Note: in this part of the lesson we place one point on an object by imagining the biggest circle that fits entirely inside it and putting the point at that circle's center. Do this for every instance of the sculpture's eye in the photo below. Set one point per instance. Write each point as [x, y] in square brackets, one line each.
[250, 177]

_ _ _ _ _

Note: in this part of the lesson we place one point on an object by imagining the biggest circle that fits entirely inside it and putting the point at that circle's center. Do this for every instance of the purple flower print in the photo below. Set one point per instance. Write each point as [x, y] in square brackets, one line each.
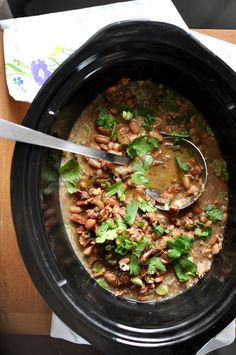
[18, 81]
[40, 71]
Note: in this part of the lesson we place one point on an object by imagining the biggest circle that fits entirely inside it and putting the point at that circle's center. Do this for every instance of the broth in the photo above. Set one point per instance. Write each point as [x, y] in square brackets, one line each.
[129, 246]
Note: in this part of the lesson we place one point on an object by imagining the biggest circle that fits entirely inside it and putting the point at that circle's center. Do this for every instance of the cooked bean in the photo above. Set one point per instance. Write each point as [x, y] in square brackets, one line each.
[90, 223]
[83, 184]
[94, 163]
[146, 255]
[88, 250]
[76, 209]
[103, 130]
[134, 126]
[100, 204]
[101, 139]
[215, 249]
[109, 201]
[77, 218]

_ _ _ _ _

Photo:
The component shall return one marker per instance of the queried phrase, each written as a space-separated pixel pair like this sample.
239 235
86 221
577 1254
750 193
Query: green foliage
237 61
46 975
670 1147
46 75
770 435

_ _ _ _ _

[What is needed]:
Report each line of the rows above that contains the string "below", copying the whole line. Matches must agree in letter case.

[Answer to the task]:
Note: in this part of the lesson we place one point on an object by imagining the biggest circle that fits entirely inside it and putting the point at that circle's center. Do this for every instance of the sculpture's eye in the photo below. Set one point per instance. Write each point as [x, y] in square brackets, one line each.
Note: in this part of the lesson we place one point on an object by imagining the biggest circle that fits entirely inside it and putting the point at that circle's center. Do this for every instance of the purple flower print in the photo below. Set one point per instance. Write each point as [x, y] in square brackets, one line each.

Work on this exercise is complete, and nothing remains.